◆ Extract
# Weird things found on my 2019 Tiguan



## 1054521247 (Jun 17, 2018)

Hi guys i just picked up my 2019 SEL-P 4 motion R-Line yesterday. It's a great looking car, i think VW did do a little improvement on some of the parts. however i found something odd on the 2019.

Take a look beautiful car! 



















1. My 2018 SEL-P does not have that lid. i thought that lid is only on EU mold  unless it was on 2018 R-line that i did not know about. 











2. My 2018 SEL-P had a quick access button on the side of the blinker controller for accessing lane assist, blind spot and front assist stuff. Did they remove that on 2019???









3. on the steering wheel for 2018 right side there used to be phone button top and voice bottom now they changed to voice top and view bottom


----------



## moveingfaster (Oct 4, 2006)

Can you take a photo of the inside back door panel? 

I know for the 2019 model year they made changes to the steering wheel button layout. 




Sent from my iPhone using Tapatalk


----------



## gerardrjj (Sep 4, 2014)

Interesting little changes. I wonder what others are lurking in the recesses of the cabin. I also want to see if I can order that center dash cubby lid as a part once the 2019 comes online at the on-line stores. For 2018 it shows the storage tray as a component but not lidded. Here's hoping the 2019 tray is a drop-in replacement for the 2018 version.

◆ Coordinate annotation entries
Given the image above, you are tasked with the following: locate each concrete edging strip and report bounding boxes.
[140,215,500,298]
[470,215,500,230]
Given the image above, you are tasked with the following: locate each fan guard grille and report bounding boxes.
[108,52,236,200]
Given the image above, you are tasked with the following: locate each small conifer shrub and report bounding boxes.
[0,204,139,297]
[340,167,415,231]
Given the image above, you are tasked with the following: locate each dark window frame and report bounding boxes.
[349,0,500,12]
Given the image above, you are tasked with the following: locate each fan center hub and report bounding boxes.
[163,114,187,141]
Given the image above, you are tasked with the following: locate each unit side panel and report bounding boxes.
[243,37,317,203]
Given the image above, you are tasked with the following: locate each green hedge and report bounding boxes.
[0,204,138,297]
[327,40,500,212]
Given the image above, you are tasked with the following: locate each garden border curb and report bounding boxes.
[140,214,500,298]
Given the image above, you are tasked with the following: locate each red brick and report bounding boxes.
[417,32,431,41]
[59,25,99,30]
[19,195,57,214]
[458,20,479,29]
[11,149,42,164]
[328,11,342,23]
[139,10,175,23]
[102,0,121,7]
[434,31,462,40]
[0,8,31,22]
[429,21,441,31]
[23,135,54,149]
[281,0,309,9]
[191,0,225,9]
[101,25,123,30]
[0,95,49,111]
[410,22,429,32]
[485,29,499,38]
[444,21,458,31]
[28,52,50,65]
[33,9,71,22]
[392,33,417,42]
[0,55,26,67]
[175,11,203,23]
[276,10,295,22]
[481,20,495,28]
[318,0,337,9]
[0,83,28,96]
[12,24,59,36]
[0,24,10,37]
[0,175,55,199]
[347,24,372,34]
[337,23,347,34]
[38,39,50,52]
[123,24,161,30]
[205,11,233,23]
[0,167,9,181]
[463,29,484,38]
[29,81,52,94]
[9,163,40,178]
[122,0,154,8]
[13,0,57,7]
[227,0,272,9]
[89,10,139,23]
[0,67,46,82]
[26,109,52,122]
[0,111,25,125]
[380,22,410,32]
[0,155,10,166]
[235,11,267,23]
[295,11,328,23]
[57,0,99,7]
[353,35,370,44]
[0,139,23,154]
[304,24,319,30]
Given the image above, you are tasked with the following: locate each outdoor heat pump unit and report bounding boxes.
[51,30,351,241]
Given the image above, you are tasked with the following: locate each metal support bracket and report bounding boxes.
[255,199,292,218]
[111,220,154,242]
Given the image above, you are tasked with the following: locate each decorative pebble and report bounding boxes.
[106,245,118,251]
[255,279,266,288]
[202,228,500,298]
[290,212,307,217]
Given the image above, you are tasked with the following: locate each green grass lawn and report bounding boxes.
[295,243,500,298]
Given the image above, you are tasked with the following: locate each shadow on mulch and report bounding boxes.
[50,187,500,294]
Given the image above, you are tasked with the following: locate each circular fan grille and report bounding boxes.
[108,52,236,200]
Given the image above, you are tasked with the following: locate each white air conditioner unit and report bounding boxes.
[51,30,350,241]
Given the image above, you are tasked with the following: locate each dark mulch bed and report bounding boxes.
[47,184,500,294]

◆ Written instruction
Translate this sentence from the Tiguan forum thread into Spanish: "I know for the 2019 model year they made changes to the steering wheel button layout."

◆ Exercise response
Sé que para el año modelo 2019 hicieron cambios en la disposición de los botones del volante.